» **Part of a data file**

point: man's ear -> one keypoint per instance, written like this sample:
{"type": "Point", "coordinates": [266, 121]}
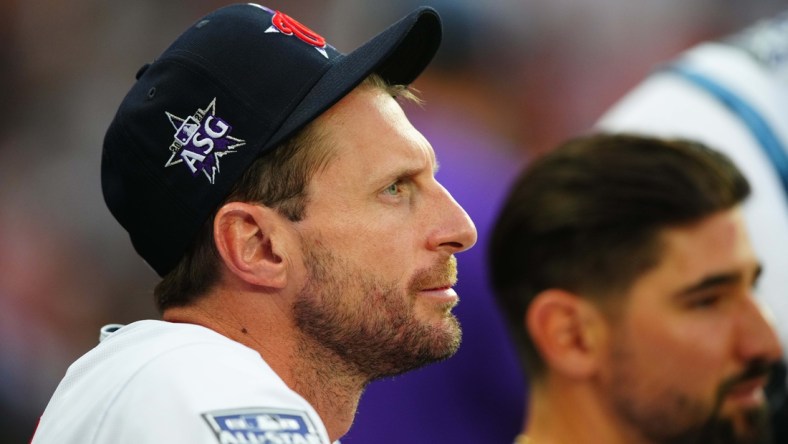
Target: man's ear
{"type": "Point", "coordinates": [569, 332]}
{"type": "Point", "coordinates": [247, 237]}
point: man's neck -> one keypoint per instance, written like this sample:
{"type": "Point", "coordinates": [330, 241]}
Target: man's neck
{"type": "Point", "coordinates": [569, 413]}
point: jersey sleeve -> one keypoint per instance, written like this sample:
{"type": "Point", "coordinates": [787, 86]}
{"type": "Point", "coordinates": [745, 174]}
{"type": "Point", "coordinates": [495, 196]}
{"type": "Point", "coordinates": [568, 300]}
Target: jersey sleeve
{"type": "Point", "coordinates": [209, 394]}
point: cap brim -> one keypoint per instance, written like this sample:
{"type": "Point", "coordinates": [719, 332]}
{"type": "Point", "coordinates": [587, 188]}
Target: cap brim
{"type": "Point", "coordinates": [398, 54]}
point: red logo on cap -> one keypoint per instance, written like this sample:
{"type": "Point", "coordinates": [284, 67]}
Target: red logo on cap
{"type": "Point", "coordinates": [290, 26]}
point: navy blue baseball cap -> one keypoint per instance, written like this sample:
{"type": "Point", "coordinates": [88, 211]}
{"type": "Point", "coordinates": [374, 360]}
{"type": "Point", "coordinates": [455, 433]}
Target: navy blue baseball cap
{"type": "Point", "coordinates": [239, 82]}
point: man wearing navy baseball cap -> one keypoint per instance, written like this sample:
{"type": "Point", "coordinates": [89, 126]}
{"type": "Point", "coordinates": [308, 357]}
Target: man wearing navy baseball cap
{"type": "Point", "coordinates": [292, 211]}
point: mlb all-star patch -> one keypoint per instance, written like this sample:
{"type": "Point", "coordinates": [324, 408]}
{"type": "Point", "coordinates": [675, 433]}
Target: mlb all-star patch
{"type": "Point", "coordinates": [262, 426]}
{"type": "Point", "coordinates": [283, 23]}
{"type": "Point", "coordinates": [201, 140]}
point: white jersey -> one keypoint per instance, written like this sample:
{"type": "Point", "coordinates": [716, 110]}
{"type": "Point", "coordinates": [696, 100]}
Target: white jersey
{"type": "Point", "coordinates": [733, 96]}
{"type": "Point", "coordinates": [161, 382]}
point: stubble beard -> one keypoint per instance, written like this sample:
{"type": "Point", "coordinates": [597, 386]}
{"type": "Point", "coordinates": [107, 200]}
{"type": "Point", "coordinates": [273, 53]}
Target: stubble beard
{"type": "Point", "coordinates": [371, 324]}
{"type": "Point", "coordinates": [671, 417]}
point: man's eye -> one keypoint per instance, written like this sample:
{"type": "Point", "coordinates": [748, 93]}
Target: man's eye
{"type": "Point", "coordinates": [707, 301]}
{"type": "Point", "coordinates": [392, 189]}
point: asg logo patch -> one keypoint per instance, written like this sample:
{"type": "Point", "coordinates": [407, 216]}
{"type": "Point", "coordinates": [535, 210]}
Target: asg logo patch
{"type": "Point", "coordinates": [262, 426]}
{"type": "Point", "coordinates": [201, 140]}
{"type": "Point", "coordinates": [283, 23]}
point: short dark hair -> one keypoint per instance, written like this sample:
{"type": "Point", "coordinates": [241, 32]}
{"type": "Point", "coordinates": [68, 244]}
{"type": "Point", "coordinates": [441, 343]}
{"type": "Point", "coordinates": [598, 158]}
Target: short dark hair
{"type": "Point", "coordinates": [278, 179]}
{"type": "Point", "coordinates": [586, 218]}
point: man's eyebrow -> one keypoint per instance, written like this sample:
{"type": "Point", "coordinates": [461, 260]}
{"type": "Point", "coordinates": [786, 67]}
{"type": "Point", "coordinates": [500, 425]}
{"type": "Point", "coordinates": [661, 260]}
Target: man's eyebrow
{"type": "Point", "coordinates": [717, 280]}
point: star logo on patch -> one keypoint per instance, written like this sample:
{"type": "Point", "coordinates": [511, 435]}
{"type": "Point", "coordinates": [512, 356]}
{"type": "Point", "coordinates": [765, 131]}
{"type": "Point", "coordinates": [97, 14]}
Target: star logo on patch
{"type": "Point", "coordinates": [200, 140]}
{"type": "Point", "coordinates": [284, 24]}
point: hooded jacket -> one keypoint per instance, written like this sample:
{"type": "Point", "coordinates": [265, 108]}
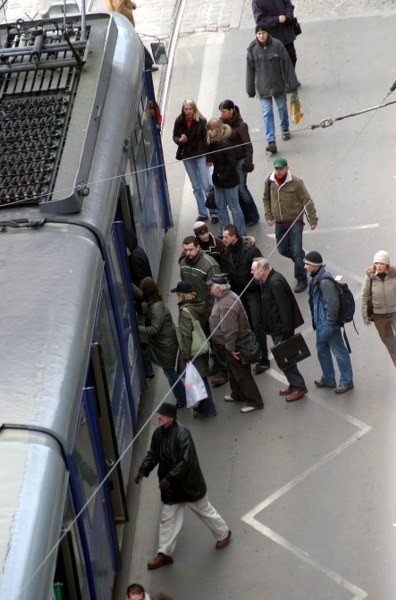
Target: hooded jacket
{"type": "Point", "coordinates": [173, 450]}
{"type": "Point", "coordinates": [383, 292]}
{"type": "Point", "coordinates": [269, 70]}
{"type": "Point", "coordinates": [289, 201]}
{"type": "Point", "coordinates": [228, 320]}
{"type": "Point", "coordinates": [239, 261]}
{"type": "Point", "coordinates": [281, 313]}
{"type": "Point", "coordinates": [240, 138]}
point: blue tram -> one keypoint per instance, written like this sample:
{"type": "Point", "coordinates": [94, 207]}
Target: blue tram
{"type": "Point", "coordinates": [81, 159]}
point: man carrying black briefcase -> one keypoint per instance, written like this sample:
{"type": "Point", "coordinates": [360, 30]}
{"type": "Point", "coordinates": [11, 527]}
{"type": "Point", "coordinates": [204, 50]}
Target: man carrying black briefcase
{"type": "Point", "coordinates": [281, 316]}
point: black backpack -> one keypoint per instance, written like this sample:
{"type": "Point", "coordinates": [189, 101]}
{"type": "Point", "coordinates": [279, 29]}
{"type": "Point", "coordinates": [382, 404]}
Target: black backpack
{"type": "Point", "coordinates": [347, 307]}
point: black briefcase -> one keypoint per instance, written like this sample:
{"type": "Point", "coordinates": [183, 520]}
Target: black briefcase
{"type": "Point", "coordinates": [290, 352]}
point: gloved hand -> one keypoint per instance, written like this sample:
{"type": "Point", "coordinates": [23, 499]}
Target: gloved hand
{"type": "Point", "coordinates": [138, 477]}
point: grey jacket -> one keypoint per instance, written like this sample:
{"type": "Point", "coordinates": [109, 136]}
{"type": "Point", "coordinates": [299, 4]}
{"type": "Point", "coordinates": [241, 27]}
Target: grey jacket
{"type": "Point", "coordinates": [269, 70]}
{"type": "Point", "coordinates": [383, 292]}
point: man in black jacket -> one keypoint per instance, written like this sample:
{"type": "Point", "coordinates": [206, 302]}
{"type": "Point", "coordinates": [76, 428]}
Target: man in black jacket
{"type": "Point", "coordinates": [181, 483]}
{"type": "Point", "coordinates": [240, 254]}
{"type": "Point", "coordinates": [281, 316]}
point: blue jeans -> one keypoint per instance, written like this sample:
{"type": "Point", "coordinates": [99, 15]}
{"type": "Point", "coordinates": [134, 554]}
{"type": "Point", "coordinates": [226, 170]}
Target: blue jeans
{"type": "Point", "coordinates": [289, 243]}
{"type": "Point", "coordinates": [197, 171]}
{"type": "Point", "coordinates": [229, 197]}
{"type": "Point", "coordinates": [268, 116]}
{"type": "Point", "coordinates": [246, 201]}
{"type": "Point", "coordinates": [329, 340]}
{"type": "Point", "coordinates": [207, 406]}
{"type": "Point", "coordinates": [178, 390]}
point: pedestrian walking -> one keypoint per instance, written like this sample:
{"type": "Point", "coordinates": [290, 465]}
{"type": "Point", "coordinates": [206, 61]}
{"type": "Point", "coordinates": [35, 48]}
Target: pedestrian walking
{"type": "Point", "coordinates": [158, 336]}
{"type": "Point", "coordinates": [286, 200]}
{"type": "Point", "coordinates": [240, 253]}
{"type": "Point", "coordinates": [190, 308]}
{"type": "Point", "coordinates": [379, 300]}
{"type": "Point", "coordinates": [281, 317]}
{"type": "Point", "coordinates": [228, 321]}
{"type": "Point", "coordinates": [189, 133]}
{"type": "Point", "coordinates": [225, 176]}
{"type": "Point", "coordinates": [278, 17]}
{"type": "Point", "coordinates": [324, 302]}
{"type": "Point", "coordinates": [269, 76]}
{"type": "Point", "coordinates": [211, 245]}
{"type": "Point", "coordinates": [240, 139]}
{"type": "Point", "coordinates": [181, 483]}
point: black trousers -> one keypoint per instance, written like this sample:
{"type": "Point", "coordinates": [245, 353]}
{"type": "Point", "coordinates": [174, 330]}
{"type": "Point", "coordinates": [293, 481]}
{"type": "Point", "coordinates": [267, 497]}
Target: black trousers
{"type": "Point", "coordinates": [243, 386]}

» **OBJECTIVE**
Repeat, exactly and only, the lines above from the one containing "point: pedestrian walking" through the end of the material.

» **FINISHED TASK**
point: pedestrian walking -> one keypoint per instance, written like this sample:
{"type": "Point", "coordinates": [290, 465]}
{"type": "Point", "coordinates": [206, 61]}
{"type": "Point", "coordinates": [35, 48]}
Target: pedestrian walking
{"type": "Point", "coordinates": [158, 336]}
{"type": "Point", "coordinates": [286, 200]}
{"type": "Point", "coordinates": [240, 253]}
{"type": "Point", "coordinates": [190, 308]}
{"type": "Point", "coordinates": [379, 300]}
{"type": "Point", "coordinates": [281, 317]}
{"type": "Point", "coordinates": [228, 321]}
{"type": "Point", "coordinates": [189, 133]}
{"type": "Point", "coordinates": [225, 176]}
{"type": "Point", "coordinates": [278, 17]}
{"type": "Point", "coordinates": [324, 302]}
{"type": "Point", "coordinates": [269, 76]}
{"type": "Point", "coordinates": [211, 245]}
{"type": "Point", "coordinates": [240, 139]}
{"type": "Point", "coordinates": [181, 483]}
point: black trousers -> one keypoint per instance, written like this sample:
{"type": "Point", "coordinates": [245, 353]}
{"type": "Point", "coordinates": [174, 330]}
{"type": "Point", "coordinates": [293, 481]}
{"type": "Point", "coordinates": [267, 497]}
Target: black trousers
{"type": "Point", "coordinates": [243, 386]}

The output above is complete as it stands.